Exercise prompt — Please filter the source data below and copy out every line that contains the word "jacket".

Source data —
## begin
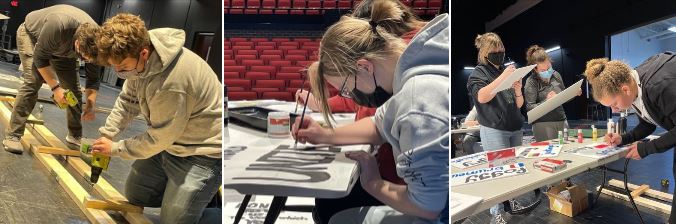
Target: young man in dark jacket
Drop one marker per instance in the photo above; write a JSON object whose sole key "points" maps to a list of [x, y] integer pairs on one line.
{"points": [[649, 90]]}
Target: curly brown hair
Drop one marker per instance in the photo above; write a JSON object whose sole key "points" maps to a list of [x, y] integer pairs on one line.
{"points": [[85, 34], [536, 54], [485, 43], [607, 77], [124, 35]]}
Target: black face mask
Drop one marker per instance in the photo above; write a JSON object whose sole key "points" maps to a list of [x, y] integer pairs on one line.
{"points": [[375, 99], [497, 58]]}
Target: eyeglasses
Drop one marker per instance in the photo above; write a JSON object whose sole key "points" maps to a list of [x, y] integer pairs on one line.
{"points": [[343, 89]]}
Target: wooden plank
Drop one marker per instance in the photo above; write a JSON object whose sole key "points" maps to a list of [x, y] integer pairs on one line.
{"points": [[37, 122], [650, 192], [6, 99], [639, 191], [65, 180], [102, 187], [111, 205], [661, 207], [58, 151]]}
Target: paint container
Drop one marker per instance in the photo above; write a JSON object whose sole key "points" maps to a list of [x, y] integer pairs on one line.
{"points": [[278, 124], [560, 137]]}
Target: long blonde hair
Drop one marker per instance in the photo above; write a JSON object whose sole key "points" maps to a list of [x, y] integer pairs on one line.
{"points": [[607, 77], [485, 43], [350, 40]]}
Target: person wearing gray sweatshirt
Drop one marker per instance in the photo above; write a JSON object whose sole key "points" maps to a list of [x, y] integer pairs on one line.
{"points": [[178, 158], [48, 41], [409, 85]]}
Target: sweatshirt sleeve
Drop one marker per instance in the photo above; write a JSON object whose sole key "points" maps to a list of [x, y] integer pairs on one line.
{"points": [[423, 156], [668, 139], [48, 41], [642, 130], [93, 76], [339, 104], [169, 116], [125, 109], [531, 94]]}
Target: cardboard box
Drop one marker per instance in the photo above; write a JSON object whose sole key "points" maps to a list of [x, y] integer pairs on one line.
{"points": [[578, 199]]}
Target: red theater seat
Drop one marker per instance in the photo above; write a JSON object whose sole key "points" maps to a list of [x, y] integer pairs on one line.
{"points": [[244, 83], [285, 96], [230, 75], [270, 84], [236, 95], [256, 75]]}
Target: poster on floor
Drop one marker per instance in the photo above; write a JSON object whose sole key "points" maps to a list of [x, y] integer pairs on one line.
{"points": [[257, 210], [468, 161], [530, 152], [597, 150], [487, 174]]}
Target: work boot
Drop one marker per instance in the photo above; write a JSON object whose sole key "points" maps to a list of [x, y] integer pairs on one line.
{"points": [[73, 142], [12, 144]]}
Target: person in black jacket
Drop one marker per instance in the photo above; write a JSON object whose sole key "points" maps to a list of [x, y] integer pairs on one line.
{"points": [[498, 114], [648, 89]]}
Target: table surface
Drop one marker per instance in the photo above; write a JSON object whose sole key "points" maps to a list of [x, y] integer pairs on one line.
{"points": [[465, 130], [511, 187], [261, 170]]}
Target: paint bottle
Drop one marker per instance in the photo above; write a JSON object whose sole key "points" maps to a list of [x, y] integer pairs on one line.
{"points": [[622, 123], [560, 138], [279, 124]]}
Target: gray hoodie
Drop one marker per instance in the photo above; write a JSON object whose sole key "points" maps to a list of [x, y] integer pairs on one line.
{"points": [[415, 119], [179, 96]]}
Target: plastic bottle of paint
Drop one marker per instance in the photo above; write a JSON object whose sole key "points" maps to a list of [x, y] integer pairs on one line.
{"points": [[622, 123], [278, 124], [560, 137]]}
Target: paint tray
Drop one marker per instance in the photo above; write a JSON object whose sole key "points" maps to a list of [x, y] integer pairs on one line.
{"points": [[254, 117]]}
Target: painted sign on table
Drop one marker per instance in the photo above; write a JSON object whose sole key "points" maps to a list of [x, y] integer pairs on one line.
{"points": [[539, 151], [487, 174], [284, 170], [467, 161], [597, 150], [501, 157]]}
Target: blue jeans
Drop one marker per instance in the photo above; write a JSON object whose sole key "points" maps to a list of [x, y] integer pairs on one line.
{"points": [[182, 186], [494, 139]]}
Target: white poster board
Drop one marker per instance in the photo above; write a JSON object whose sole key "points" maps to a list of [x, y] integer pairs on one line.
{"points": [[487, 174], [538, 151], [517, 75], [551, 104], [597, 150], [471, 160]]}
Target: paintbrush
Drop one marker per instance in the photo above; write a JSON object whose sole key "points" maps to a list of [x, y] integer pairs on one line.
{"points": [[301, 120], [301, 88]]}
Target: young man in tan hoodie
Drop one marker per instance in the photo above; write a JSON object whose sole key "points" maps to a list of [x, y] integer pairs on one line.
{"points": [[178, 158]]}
## end
## begin
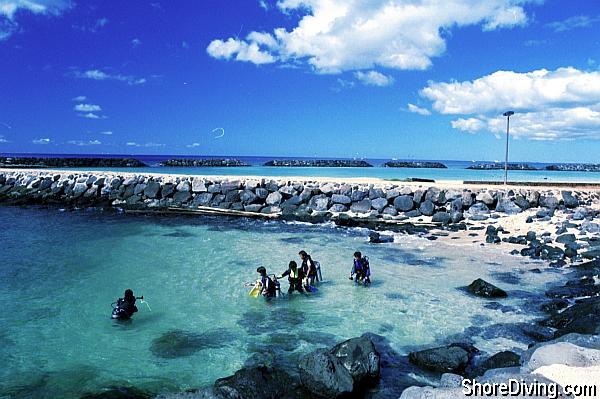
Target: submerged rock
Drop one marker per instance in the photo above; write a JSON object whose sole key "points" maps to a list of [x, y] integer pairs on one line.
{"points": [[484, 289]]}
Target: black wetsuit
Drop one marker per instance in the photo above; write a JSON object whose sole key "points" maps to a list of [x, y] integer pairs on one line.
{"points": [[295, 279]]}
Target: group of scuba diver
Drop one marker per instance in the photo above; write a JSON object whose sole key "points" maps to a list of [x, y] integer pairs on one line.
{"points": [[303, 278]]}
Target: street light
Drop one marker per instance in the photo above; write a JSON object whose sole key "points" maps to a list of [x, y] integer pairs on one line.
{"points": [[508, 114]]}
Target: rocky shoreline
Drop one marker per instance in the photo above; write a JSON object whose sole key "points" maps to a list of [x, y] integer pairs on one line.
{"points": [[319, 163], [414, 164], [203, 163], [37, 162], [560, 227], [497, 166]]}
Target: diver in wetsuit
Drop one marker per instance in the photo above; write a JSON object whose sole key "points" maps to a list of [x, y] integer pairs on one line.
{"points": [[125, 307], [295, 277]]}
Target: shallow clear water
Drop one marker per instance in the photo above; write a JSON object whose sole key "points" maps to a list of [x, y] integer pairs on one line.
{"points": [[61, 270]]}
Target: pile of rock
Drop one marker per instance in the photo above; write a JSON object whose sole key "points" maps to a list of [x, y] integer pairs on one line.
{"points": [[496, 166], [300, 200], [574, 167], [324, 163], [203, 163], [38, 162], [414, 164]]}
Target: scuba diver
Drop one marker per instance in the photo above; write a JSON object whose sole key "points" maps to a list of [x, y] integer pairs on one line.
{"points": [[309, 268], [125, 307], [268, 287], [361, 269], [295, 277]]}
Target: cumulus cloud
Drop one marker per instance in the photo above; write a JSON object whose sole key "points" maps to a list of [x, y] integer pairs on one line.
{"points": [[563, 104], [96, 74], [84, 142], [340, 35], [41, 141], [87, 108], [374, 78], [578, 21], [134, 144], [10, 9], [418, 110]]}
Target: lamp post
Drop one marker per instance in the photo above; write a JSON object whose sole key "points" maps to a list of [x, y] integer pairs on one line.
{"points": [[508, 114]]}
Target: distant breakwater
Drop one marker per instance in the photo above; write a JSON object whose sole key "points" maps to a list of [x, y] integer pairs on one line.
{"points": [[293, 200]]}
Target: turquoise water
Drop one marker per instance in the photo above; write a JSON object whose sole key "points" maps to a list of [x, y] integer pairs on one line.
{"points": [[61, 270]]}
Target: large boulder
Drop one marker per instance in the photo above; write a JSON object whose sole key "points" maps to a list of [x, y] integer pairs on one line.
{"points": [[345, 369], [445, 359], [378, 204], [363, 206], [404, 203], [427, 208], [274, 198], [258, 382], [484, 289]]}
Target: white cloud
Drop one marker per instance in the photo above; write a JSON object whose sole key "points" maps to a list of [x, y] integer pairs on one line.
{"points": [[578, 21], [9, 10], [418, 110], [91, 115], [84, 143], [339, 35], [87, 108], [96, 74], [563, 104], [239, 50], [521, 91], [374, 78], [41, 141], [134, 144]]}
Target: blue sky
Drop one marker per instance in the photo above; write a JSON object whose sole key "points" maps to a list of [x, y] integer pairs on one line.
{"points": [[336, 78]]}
## end
Solution below —
Target: young man in dark jacket
Target: person in black jacket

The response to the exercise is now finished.